Named object pointing items
↓↓↓
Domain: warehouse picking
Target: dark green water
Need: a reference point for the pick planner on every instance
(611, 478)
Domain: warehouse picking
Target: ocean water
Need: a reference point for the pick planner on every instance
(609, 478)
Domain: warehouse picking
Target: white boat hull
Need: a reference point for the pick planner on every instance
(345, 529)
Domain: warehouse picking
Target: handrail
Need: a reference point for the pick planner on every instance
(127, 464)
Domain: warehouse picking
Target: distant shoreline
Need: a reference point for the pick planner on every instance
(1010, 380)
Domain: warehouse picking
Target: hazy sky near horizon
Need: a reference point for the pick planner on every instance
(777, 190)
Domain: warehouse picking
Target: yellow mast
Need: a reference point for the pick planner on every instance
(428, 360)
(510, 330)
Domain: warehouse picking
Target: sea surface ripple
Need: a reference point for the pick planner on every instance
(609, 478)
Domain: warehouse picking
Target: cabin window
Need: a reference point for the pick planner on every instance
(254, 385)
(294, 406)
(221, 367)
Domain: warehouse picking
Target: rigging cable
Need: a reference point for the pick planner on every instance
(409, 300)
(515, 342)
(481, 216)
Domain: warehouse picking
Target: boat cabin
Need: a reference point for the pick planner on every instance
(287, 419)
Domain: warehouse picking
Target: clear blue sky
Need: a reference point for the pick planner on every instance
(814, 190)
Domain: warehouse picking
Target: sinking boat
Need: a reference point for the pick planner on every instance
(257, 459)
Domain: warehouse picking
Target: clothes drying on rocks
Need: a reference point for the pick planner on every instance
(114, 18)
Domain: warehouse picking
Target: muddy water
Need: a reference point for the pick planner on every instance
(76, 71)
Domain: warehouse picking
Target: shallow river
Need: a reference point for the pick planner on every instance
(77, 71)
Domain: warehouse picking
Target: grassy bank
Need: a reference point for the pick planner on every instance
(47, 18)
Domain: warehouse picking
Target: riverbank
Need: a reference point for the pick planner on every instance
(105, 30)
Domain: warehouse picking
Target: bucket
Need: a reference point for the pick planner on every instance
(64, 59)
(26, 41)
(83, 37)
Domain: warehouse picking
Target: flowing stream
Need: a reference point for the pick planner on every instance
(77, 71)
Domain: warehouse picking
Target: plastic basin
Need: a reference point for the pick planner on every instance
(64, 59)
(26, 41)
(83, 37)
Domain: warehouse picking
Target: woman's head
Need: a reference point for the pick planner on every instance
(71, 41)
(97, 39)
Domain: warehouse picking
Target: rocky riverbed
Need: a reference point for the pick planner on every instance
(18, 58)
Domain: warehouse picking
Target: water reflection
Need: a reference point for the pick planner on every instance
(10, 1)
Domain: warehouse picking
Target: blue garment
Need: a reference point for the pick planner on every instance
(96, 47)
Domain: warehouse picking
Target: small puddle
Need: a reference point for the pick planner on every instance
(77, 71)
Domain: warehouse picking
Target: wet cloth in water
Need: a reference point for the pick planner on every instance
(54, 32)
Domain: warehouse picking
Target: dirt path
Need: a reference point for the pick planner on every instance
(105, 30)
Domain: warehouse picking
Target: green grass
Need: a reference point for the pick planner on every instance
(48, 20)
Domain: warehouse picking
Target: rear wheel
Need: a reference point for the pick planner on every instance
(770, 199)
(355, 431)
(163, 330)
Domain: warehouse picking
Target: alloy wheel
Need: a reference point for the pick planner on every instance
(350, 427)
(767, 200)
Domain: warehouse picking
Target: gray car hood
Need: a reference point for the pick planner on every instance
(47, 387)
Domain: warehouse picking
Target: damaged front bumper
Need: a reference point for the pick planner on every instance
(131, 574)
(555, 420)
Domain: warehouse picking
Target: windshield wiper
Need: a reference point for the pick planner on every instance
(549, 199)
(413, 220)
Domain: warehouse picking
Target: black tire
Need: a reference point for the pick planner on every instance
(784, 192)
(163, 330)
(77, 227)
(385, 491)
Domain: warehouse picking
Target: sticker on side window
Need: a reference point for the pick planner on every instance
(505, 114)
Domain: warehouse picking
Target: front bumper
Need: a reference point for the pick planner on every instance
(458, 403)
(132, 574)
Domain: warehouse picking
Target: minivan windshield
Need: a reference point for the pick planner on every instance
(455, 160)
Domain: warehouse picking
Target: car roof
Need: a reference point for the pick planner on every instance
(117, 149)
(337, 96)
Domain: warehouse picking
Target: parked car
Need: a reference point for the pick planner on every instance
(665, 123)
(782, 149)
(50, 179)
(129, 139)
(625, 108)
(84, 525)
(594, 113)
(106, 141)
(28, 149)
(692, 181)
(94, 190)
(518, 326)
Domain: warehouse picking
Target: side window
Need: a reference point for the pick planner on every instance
↑↑↑
[YOUR TASK]
Give only the number of lines in the items above that contain the word "boat", counting only matches in the same case.

[RESULT OF THIS TASK]
3